Job 1: Reproduce word for word the passage of the commuter car excerpt between "There are some" and "the daily commute.", inclusive.

Page excerpt:
Only a herculean effort by a competent management team can save GM at this point, along with a healthy bailout. As of today, it has neither.

Sunday, October 26, 2008

The Little Car That Could.

As you drive along the nations Interstates and main roads at rush hour, it is always interesting to see who is driving what as they go to and from work.

The days of commuting alone in a huge SUV are looking so last year. Then there are the sports cars whose 0 to 60 times are less than the time it took you to read this sentence. Of course, the average speed at rush hour is about 15 MPH and the constant changing of the heavy-duty manual gear box have given your legs a version of carpal tunnel syndrome. There are the spartan econoboxes that are increasingly being driven by smug middle management types, who look like they are doing their thing for the environment - and want you to know it. There are the luxury imports that have all the amenities, including the stiff sport suspension, ideal for the off ramps.
What is missing from this picture? What is the holy grail of the driving commuter? Well we can start by saying that everyone likes a quiet interior. A decent sound system with Bluetooth? Certainly! Room for four without the folks in the back having to chew their knees would be nice. An economical four cylinder engine that is responsive at the same time is a must have. A decent top speed with quiet refinement, please. A trunk that fit the groceries or the bags of the missus, the kids and I for a weekend. Oh, and it must be fairly compact for those small parking spaces at work. It does not have to have a top speed over 95 MPH because if you ever go faster than that you won't need a car for quite some time, where you will be going. However, 0 to 60 in about 6 seconds would make this a great ride for darting around in traffic.
To make the American consumer to purchase a car like this, it would have to have some cachet, a certain badge snobbery, so we are talking Lexus, Infinity, Cadillac or Lincoln - at least. The point is this. There are millions of people in this country who drive sedans that go way faster than they will ever need, cost way more than they can really afford and consume too much gas for their budgets. These cars can come with suspensions that would be great at Le Mans but are pretty hard for Le Butt, and will never be put to good use. They come with many systems that look cool (like voice activated anything) that most of us will never use regularly.
So the bottom line is this: if someone fairly prestigious would come up with a semi-luxurious vehicle that was easy on the eye, ear and wallet, was economical and had a dash of class, they might have a winner.
There are some promising signs in this direction. Both Ford and GM are allowing four cylinder versions of their mainstream sedans (I am thinking Fusion and Malibu here) to be equipped up to the eyeballs with features previously available only on the six cylinder versions of these cars. But what we really need to have the manufacturers look toward Europe, where many of the attributes I have listed have been a given for years,and see what we can do to bring style and utility back to the daily commute.

Records in a dataset:
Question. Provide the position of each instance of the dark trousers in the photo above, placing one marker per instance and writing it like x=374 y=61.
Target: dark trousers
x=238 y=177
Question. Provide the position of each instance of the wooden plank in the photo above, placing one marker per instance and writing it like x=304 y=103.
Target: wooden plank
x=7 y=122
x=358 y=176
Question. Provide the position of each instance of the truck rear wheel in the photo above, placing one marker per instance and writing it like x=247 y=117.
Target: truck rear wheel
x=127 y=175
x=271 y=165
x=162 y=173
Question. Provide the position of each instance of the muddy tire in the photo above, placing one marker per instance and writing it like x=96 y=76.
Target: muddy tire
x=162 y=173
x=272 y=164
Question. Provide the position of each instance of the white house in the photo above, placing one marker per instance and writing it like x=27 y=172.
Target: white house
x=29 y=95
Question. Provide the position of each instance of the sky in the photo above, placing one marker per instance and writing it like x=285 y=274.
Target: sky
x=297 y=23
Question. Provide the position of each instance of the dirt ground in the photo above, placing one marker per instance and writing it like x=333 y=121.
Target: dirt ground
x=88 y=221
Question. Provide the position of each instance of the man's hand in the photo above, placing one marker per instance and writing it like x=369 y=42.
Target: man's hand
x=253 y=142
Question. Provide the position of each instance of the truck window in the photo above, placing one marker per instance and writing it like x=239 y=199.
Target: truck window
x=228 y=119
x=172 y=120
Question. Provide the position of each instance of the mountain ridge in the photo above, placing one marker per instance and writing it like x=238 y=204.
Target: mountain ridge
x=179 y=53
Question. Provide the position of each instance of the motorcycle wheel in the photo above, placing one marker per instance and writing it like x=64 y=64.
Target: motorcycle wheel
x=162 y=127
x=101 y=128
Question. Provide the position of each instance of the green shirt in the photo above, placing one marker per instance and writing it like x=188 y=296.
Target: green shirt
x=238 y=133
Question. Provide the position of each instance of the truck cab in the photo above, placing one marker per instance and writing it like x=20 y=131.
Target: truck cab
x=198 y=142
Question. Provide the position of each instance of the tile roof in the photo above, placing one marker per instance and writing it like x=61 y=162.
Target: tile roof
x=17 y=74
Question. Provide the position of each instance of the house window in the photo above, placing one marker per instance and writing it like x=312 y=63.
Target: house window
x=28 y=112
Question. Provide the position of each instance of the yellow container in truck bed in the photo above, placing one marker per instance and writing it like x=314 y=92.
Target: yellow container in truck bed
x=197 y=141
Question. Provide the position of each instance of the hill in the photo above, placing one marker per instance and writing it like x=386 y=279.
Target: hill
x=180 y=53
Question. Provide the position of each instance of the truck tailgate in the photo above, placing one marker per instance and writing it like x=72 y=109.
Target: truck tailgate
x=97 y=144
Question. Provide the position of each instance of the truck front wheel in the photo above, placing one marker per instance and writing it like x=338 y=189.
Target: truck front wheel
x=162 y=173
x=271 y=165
---
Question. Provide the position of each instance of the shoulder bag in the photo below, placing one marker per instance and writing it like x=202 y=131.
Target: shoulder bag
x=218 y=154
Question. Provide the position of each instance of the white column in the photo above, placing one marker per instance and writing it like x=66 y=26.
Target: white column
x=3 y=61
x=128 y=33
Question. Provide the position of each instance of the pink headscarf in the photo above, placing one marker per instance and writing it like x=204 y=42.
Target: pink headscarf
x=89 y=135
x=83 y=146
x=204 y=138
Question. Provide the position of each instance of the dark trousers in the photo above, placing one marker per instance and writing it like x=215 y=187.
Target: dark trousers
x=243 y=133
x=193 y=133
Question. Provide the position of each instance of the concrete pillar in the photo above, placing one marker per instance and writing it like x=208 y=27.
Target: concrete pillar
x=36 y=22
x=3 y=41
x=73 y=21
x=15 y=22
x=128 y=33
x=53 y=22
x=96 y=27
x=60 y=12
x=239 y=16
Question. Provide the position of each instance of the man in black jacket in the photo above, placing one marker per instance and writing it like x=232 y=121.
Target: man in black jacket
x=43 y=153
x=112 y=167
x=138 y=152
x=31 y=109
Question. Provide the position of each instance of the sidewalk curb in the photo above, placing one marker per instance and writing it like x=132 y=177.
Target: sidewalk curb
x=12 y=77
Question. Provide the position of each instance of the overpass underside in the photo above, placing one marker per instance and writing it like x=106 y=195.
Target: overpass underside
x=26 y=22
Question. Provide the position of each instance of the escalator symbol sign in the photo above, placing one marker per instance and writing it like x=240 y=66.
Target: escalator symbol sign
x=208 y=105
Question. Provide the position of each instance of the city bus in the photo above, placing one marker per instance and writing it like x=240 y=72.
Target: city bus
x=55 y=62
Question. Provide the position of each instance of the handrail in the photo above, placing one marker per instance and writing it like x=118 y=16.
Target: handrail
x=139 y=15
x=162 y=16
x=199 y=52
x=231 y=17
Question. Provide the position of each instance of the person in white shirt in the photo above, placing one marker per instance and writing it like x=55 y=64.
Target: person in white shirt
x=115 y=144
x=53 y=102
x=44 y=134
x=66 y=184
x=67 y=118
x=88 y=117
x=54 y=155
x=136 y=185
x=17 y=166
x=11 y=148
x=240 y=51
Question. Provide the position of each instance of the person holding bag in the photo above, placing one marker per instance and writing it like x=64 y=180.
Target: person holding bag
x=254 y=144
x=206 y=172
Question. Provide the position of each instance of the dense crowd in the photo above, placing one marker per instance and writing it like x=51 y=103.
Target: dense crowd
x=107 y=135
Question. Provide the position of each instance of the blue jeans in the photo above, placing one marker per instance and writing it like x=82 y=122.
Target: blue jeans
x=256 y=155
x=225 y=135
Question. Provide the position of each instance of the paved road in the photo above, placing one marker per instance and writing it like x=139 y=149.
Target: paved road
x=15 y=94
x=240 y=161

Job 2: Rewrite the lines of the listing between the lines holding "Question. Provide the position of each instance of the blue" and "x=240 y=161", inclusive, as a JSON list of strings with one string per line and no blank lines.

Worked solution 1:
There are some promising signs in this direction. Both Ford and GM are allowing four cylinder versions of their mainstream sedans (I am thinking Fusion and Malibu here) to be equipped up to the eyeballs with features previously available only on the six cylinder versions of these cars. But what we really need to have the manufacturers look toward Europe, where many of the attributes I have listed have been a given for years,and see what we can do to bring style and utility back to the daily commute.

Worked solution 2:
[
  "Question. Provide the position of each instance of the blue jeans in the photo above, placing one marker per instance and writing it like x=82 y=122.",
  "Target: blue jeans",
  "x=256 y=155",
  "x=225 y=135",
  "Question. Provide the position of each instance of the paved road in the photo above, placing one marker per instance and writing it like x=139 y=149.",
  "Target: paved road",
  "x=15 y=94",
  "x=240 y=161"
]